> **YOUR ASSIGNMENT**
Set down the material exactly, keeping every line whole.

—————

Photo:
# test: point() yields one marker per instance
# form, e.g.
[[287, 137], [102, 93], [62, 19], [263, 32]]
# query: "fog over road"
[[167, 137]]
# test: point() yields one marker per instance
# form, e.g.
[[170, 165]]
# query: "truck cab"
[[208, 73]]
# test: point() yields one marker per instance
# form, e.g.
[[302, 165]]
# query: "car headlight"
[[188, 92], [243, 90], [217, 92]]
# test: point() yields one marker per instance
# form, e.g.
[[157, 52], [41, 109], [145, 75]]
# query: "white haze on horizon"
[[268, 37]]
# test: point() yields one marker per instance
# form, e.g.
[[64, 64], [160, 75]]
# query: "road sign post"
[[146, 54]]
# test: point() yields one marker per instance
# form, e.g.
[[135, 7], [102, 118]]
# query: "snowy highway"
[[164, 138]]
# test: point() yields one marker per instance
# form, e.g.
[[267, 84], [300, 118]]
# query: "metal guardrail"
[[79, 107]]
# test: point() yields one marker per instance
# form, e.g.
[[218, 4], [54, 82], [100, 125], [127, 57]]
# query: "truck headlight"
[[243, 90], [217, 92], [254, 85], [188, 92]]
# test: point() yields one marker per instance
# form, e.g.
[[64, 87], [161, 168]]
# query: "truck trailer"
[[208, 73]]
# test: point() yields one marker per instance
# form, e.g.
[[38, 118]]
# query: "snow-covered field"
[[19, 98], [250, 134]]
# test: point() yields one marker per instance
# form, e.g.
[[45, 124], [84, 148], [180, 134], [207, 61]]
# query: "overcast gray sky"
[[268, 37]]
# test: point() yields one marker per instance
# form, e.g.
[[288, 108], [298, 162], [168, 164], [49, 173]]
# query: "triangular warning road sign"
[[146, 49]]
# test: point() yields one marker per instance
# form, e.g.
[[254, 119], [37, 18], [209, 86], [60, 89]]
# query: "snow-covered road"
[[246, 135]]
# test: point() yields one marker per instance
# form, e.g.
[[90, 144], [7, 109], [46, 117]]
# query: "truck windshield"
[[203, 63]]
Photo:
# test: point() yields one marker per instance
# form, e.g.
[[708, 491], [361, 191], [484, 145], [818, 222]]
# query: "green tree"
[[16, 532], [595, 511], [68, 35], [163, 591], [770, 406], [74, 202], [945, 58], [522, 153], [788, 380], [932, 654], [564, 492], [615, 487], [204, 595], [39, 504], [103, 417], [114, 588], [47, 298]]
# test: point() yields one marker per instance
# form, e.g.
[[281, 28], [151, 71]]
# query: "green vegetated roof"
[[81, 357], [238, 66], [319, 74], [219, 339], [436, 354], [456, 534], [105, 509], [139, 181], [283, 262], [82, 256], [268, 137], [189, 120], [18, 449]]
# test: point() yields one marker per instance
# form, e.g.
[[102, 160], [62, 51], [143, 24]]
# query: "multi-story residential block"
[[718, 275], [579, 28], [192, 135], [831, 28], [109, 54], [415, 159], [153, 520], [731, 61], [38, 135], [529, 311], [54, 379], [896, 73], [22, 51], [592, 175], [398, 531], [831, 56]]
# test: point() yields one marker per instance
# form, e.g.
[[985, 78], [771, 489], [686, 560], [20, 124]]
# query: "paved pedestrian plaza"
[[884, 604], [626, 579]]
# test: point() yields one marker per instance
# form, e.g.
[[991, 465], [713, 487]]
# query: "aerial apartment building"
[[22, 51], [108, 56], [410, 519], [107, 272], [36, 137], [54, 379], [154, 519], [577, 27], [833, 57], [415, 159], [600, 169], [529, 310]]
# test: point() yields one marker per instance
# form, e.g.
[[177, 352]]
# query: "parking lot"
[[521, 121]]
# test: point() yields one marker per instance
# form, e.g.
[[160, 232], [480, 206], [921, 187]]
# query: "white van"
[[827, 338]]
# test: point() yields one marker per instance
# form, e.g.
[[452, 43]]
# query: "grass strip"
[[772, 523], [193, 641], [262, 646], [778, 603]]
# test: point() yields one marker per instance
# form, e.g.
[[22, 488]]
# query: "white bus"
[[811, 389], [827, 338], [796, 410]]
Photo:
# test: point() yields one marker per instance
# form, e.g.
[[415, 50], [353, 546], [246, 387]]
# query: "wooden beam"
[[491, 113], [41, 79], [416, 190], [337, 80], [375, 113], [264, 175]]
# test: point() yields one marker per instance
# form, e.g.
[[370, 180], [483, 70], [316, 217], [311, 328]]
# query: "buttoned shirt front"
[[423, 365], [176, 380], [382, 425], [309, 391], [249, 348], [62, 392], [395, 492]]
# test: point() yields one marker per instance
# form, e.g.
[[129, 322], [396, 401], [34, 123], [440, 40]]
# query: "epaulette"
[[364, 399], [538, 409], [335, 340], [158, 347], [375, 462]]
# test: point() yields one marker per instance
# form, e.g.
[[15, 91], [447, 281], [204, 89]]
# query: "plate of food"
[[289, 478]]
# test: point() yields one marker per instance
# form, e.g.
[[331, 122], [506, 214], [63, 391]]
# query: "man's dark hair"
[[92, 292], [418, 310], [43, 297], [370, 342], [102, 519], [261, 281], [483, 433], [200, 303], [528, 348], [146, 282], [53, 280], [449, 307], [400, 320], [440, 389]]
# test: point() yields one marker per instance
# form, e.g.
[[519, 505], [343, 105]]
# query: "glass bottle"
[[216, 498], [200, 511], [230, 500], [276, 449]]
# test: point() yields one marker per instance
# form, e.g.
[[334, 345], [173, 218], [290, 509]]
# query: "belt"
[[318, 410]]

—————

> **SOLUTION TO THIS EXERCISE**
Photo:
# test: point() yields one marker per instance
# form, e.g.
[[287, 137], [102, 93], [62, 19], [263, 32]]
# query: "fog over road"
[[167, 137]]
# test: point() yields one marker per instance
# form, e.g.
[[170, 165]]
# query: "truck cab"
[[208, 73]]
# test: point() yields one marker per instance
# form, e.g.
[[302, 165]]
# query: "car headlight"
[[188, 92], [243, 90], [217, 92]]
# test: point() yields one marker per instance
# form, e.g.
[[157, 52], [41, 109], [145, 75]]
# query: "white haze on horizon"
[[268, 37]]
# test: point() yields one marker per instance
# form, e.g.
[[64, 64], [160, 75]]
# query: "road sign post"
[[146, 54]]
# test: point() yields one marker per instance
# form, e.g.
[[135, 7], [102, 118]]
# query: "snowy highway"
[[164, 138]]
# test: point() yields one marker per instance
# form, e.g.
[[267, 84], [300, 118]]
# query: "metal guardrail"
[[79, 107]]
# test: point() yields one marker per instance
# form, e.g.
[[218, 4], [54, 82], [100, 125], [127, 57]]
# query: "truck headlight"
[[243, 90], [217, 92], [254, 85], [188, 92]]
# test: point() yields one marker per instance
# form, e.g.
[[64, 87], [161, 168]]
# query: "truck trailer"
[[208, 73]]
# test: point() yields one marker per instance
# form, e.g.
[[38, 118]]
# query: "snow-covered field"
[[19, 98], [250, 134]]
# test: point() yields one marker per instance
# form, e.g.
[[45, 124], [84, 148], [180, 134], [207, 61]]
# query: "overcast gray sky"
[[268, 37]]
# test: point() yields one marker per instance
# form, e.g.
[[288, 108], [298, 162], [168, 164], [49, 173]]
# query: "triangular warning road sign"
[[146, 49]]
# test: point() yields one marker per instance
# form, e.g.
[[254, 119], [37, 18], [209, 86], [60, 89]]
# query: "snow-covered road"
[[246, 135]]
# test: point() yields one marker per instance
# form, e.g.
[[90, 144], [7, 109], [46, 117]]
# query: "truck windshield"
[[203, 63]]
Photo:
# test: point() yields one marker per instance
# form, e.g.
[[708, 491], [361, 191], [484, 145], [818, 222]]
# query: "green tree"
[[16, 532], [595, 511], [68, 35], [163, 591], [770, 406], [74, 202], [945, 58], [522, 153], [788, 380], [932, 654], [564, 492], [615, 487], [204, 595], [39, 504], [103, 417], [114, 588], [47, 298]]
# test: point() yields one marker per instance
# form, e.g.
[[281, 28], [151, 71]]
# query: "green vegetated roof"
[[81, 357], [238, 66], [319, 74], [219, 339], [436, 354], [456, 534], [105, 509], [139, 181], [283, 262], [82, 256], [268, 137], [189, 120], [18, 449]]
# test: point() yields one marker per instance
# form, e.g.
[[102, 160], [62, 51], [143, 24]]
# query: "multi-story residential block"
[[718, 275], [579, 28], [192, 135], [831, 28], [109, 54], [415, 159], [153, 520], [731, 61], [38, 135], [529, 311], [54, 379], [896, 73], [22, 51], [592, 175], [398, 531], [831, 56]]
# test: point() yields one marker per instance
# form, e.g.
[[985, 78], [771, 489], [686, 560], [20, 124]]
# query: "paved pedestrian plaza"
[[884, 604], [626, 579]]
# test: point() yields one marker per instance
# form, e.g.
[[991, 465], [713, 487]]
# query: "aerial apartment building"
[[22, 51], [108, 56], [410, 519], [107, 272], [36, 137], [54, 379], [154, 519], [577, 27], [833, 57], [415, 159], [600, 169], [529, 310]]
# test: point() yields one marker per instance
# form, e.g.
[[177, 352]]
# query: "parking lot"
[[521, 121]]
# test: point() yields one marker per instance
# form, e.g.
[[160, 232], [480, 206], [921, 187]]
# query: "white van"
[[827, 338]]
# test: point() yields one marker per instance
# form, e.g.
[[452, 43]]
# query: "grass strip"
[[772, 523], [193, 641], [262, 646], [778, 603]]
# test: point() yields one marker per instance
# form, e.g.
[[22, 488]]
# query: "white bus"
[[811, 389], [827, 338], [796, 410]]
Photo:
# test: point() yields one marker per instance
# form, e.g.
[[415, 50], [353, 546], [246, 387]]
# query: "wooden beam"
[[491, 113], [41, 79], [416, 190], [337, 80], [375, 113], [264, 175]]
# test: point() yields one marker per instance
# form, e.g.
[[370, 180], [483, 70], [316, 217], [311, 328]]
# query: "buttoned shirt front"
[[423, 365], [176, 380], [382, 425], [309, 391], [249, 348], [62, 392], [395, 492]]
# test: point() yields one marker per instance
# form, e.g.
[[129, 322], [396, 401], [34, 123], [440, 40]]
# query: "epaulette"
[[364, 399], [538, 409], [335, 340], [158, 347], [375, 462]]
# test: point() yields one marker per instance
# form, e.g.
[[15, 91], [447, 281], [204, 89]]
# query: "plate of food"
[[289, 478]]
# test: point() yields one marker per instance
# form, e.g.
[[331, 122], [506, 214], [63, 391]]
# query: "man's dark hair"
[[92, 292], [418, 310], [43, 297], [370, 342], [102, 519], [261, 281], [483, 433], [200, 303], [528, 348], [146, 282], [53, 280], [449, 307], [400, 320], [440, 389]]
# test: point() yields one marker per instance
# form, e.g.
[[519, 505], [343, 105]]
# query: "glass bottle"
[[216, 498], [200, 511], [230, 500], [276, 449]]
# test: point() yields one marker per instance
# form, e.g.
[[334, 345], [173, 218], [290, 509]]
# query: "belt"
[[318, 410]]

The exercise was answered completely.